Sunday, 16 November 2014

My 'Primitive' Ancestor - Part 1

Welcome to my new blog the main purpose of which is to compliment the ongoing family history research which is a fun hobby of mine. There are links below and in my blog profile to the main Family Tree website (R.A.F.A.W.) that I run for all the extended families linked to my own and forming the scope of research.
 
From the post title, you might be forgiven for thinking this was about pre-historic man, apes or some such topic. No -  I thought I would begin with an introduction to my great great great grandfather (sometimes referred to as 3 x great grandfather), the Reverend Thomas Holliday, a 19th century, Primitive Methodist Preacher.

Some months ago my interest in our Holliday ancestors was piqued when I was introduced to a fellow researcher on Ancestry, another descendant of Reverend Thomas Holliday who had carried out meticulous research about him, and his various family lines. As depicted here in 1836, he was 39 years old.

→ **STORED RECORDS**:
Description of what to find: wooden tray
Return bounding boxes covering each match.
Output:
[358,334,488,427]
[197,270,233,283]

→ **WHAT YOU NEED TO DO**:
A: According to the blog post about Reverend Thomas Holliday, how old was he in 1836?
B: Pick up the blog post about Reverend Thomas Holliday after its final sentence and write the next few paragraphs.

→ **PER-TASK OUTPUTS**:
A: He was 39 years old.

B:
His page on the aforementioned RAFAW website (Roebuck And Families Ancestry Website) can be found at http://goo.gl/tGh4Fs

It turned out, that Thomas was my 3 x great grandfather, his granddaughter was our Ellen Holliday. (see http://goo.gl/SRlTxG )

To bring us up to present day, Ellen Holliday and Obadiah Roebuck married and are my great grandparents on my dad’s side of the family. (see http://goo.gl/RCFrMl )

It wasn’t just the discovery of a new, more distant relative, it was also the attendant history surrounding Reverend Thomas Holliday that intrigues me. It appears that he was a key activist in the set up of the 19th century Primitive Methodist Connexion, building on the Wesleyan Methodists established by John Wesley and his brother Charles the previous century.

I am not a religious person myself and I suspect the good Reverends’ Wesley and Holliday would be disappointed with me. However, their work was key to the lives and welfare of so many and I do have a fascination with the religious beliefs of my family ancestry. So I thought I would do some research to better understand their story and I’m sharing it with you, in illustrated timeline fashion, over the course of several postings to this family album.

In upcoming posts I will touch on some aspects of the social history encountered in the family line between Thomas Holliday and my own wider family today.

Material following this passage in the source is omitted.